7 CONVICTED BY JURY IN $97 MILLION MEDICARE FRAUD

FROM:  U.S. JUSTICE DEPARTMENT 
Wednesday, March 12, 2014
Jury Convicts All Seven Defendants in $97 Million Medicare Fraud Scheme

A federal jury in Houston today convicted two owners of a former Houston mental health care company, Spectrum Care P.A. (Spectrum), several of its employees and the owners of certain Houston group care homes for their participation in a $97 million Medicare fraud scheme.

Acting Assistant Attorney General Mythili Raman of the Justice Department’s Criminal Division, U.S. Attorney Kenneth Magidson of the Southern District of Texas, Special Agent in Charge Stephen L. Morris of the FBI’s Houston Field Office and Special Agent in Charge Mike Fields of the Dallas Regional Office of HHS’s Office of Inspector General (HHS-OIG), the Texas Attorney General’s Medicaid Fraud Control Unit (MFCU), Special Agent in Charge Joseph J. Del Favero of the Chicago Field Office of the Railroad Retirement Board, Office of Inspector General (RRB-OIG) and Special Agent in Charge Scott Rezendes of Field Operations of the Office of Personnel Management’s Office of Inspector General (OPM-OIG) made the announcement following a jury trial before U.S. District Judge Vanessa Gilmore in the Southern District of Texas.

*Data extract*:
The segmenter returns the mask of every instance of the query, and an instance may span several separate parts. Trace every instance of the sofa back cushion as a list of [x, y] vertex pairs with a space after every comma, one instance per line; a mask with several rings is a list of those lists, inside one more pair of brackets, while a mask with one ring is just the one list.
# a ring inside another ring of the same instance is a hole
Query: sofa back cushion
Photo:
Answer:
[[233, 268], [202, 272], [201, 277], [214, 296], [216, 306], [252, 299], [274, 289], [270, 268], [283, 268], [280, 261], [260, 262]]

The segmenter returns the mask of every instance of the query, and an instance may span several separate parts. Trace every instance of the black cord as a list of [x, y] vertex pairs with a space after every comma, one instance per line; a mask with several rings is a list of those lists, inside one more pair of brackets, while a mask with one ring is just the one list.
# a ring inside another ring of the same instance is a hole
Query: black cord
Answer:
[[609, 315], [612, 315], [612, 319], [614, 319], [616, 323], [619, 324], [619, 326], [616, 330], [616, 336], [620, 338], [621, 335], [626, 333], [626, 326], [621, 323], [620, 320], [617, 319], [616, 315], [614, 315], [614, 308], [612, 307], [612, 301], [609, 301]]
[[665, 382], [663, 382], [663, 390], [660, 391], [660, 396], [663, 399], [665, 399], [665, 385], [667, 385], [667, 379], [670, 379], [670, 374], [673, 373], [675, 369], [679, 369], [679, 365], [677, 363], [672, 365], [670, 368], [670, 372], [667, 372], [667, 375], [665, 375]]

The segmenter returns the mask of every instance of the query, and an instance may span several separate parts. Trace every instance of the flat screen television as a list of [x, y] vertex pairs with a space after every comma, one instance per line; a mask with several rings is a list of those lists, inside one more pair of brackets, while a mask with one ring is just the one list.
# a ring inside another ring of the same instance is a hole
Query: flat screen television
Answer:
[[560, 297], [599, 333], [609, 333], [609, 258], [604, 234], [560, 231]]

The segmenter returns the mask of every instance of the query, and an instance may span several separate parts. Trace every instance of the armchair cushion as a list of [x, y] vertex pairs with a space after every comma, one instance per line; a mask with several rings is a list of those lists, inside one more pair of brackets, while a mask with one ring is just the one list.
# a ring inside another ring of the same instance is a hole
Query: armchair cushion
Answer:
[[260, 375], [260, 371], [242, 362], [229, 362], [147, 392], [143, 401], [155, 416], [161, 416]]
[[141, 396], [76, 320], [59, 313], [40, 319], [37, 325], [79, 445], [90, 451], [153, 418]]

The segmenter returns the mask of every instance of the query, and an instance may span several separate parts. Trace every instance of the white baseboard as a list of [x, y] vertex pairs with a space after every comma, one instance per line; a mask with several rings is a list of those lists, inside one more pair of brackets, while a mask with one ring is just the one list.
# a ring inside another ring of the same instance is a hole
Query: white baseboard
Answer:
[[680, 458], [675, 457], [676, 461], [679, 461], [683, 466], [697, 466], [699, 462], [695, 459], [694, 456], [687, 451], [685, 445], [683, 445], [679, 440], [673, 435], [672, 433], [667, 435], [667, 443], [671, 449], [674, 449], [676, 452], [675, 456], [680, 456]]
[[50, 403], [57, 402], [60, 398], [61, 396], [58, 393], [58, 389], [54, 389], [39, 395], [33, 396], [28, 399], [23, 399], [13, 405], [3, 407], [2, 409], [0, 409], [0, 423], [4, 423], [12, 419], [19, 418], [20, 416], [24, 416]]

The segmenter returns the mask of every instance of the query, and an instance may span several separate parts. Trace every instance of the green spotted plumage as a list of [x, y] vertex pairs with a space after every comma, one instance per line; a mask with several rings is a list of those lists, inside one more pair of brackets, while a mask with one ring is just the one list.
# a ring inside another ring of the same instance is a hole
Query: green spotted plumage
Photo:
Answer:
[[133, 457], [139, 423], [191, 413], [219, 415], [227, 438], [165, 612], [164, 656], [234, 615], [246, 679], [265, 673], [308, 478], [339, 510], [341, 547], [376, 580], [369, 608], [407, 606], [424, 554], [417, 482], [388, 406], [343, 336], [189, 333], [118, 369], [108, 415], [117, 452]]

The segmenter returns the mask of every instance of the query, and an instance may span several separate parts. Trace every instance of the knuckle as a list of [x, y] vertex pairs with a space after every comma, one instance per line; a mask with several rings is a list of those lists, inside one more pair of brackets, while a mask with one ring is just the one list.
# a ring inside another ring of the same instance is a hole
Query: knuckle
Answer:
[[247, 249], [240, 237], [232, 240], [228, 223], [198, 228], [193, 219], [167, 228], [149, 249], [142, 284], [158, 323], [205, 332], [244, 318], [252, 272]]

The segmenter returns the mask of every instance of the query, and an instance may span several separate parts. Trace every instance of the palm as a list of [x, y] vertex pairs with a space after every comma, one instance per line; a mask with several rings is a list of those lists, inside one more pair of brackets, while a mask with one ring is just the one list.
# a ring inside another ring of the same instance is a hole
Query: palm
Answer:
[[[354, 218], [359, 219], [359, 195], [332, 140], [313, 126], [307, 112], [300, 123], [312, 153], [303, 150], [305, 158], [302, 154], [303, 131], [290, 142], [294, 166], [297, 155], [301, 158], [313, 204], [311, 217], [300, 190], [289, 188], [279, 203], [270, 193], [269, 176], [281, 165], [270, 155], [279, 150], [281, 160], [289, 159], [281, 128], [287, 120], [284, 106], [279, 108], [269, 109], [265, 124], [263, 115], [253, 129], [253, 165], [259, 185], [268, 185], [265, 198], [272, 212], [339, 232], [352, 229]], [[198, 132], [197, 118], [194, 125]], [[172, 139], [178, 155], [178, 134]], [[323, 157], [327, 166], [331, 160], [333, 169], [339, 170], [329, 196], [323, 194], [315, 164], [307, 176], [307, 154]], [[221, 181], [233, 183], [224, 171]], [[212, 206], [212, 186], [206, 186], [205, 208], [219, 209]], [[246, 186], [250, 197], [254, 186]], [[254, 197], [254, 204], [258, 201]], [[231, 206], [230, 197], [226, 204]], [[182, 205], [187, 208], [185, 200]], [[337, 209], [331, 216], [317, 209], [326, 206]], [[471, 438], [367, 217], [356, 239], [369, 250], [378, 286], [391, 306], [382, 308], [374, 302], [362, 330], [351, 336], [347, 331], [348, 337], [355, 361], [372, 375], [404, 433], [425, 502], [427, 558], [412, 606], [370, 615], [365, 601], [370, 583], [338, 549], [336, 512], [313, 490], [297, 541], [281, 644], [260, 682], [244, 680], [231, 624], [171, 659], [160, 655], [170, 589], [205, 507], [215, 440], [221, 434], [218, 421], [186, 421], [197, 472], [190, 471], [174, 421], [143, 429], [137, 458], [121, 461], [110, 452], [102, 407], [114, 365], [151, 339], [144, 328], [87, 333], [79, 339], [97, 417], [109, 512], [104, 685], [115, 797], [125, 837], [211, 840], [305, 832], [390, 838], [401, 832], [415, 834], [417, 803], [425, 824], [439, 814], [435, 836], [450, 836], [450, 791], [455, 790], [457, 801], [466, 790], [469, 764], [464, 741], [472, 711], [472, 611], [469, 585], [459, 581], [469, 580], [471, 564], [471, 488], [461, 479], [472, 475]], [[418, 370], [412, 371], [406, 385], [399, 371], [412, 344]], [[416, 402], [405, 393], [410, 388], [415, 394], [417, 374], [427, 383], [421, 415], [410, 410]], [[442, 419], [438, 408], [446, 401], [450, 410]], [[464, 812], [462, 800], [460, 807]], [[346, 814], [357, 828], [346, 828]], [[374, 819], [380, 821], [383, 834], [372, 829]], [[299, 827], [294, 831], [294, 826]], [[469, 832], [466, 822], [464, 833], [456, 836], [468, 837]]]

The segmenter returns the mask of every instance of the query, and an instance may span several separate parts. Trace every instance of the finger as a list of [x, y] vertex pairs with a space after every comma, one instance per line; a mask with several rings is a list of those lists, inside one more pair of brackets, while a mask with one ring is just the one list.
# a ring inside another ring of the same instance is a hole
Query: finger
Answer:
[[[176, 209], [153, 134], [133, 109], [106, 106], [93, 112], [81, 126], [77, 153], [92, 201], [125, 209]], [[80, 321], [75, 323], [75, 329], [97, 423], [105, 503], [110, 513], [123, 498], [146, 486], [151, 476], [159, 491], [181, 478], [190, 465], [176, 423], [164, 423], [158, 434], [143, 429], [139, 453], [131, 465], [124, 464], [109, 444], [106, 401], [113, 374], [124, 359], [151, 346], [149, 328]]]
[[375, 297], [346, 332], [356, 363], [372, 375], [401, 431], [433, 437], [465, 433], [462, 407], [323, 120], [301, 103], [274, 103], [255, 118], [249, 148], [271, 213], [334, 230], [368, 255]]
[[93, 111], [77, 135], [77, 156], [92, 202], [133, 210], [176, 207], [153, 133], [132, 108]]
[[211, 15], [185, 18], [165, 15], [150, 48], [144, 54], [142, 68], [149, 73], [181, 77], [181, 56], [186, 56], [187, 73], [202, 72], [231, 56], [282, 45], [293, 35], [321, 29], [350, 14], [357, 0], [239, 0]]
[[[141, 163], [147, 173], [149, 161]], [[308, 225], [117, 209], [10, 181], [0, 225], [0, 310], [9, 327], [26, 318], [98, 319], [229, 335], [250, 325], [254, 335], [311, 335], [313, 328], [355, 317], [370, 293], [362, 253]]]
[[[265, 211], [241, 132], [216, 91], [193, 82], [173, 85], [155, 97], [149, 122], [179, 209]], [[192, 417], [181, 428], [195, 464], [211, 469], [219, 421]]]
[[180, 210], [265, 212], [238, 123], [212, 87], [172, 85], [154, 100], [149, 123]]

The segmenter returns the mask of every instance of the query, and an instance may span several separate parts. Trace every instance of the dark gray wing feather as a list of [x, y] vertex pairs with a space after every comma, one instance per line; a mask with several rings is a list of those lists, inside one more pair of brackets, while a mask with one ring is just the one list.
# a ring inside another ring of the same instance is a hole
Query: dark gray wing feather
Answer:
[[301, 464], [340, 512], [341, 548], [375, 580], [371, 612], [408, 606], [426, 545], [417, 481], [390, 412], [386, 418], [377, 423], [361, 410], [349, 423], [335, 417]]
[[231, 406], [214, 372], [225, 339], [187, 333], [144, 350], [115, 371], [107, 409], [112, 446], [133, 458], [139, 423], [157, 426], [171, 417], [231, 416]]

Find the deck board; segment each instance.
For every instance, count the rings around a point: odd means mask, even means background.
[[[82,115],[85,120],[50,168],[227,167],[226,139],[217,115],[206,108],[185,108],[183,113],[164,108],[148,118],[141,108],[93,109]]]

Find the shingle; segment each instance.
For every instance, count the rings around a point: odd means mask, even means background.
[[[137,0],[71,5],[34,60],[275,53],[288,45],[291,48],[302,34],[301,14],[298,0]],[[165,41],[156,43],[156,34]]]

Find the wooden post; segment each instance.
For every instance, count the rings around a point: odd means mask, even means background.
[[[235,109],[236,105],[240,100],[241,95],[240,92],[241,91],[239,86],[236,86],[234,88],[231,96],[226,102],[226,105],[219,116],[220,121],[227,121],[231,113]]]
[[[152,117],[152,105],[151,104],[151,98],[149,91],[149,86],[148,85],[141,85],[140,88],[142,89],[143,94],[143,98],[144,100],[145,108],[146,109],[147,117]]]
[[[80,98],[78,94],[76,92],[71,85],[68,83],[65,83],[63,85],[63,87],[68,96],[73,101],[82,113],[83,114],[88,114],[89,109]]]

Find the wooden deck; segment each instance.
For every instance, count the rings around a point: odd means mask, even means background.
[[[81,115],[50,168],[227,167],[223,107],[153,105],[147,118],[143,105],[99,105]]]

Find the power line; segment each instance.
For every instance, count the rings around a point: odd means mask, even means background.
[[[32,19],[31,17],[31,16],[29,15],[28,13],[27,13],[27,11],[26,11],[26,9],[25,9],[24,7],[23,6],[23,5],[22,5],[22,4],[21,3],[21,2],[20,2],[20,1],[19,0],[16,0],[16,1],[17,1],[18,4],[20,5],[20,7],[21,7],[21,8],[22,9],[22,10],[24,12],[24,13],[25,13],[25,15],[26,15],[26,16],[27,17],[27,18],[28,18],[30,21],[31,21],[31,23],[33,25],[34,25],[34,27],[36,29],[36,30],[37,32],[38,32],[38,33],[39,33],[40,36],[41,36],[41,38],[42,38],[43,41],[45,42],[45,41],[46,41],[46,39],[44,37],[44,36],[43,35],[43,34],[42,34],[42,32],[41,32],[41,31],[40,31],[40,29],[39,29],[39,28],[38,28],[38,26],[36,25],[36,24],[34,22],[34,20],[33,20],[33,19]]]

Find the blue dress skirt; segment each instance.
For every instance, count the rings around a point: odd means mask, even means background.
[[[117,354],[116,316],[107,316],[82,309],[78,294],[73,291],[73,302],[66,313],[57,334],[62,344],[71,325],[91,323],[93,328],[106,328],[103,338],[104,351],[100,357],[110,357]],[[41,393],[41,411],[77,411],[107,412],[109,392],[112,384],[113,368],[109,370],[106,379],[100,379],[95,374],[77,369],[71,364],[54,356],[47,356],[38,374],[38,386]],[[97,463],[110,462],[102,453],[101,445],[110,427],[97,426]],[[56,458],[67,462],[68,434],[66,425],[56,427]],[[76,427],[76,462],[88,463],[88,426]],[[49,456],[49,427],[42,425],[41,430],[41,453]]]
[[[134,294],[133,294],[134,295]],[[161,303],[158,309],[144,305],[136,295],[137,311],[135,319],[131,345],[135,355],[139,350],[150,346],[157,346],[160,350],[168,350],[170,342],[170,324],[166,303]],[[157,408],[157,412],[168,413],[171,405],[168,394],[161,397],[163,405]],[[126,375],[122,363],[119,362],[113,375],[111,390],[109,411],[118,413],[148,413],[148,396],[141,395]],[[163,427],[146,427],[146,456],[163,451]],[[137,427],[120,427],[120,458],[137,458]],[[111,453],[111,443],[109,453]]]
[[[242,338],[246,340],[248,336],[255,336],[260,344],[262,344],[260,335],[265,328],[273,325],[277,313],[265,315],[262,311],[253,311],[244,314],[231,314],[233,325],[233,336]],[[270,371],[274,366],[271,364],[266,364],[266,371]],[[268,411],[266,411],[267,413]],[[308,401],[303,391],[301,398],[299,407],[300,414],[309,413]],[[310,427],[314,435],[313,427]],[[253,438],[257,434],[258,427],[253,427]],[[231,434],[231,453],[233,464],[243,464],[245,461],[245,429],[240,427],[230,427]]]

*Work to complete*:
[1] Please reproduce the press release on the Medicare fraud verdict word for word, from "Acting Assistant Attorney" to "District of Texas.".
[2] In the press release on the Medicare fraud verdict, which judge presided over the jury trial?

*Results*:
[1]
Acting Assistant Attorney General Mythili Raman of the Justice Department’s Criminal Division, U.S. Attorney Kenneth Magidson of the Southern District of Texas, Special Agent in Charge Stephen L. Morris of the FBI’s Houston Field Office and Special Agent in Charge Mike Fields of the Dallas Regional Office of HHS’s Office of Inspector General (HHS-OIG), the Texas Attorney General’s Medicaid Fraud Control Unit (MFCU), Special Agent in Charge Joseph J. Del Favero of the Chicago Field Office of the Railroad Retirement Board, Office of Inspector General (RRB-OIG) and Special Agent in Charge Scott Rezendes of Field Operations of the Office of Personnel Management’s Office of Inspector General (OPM-OIG) made the announcement following a jury trial before U.S. District Judge Vanessa Gilmore in the Southern District of Texas.

[2] U.S. District Judge Vanessa Gilmore in the Southern District of Texas.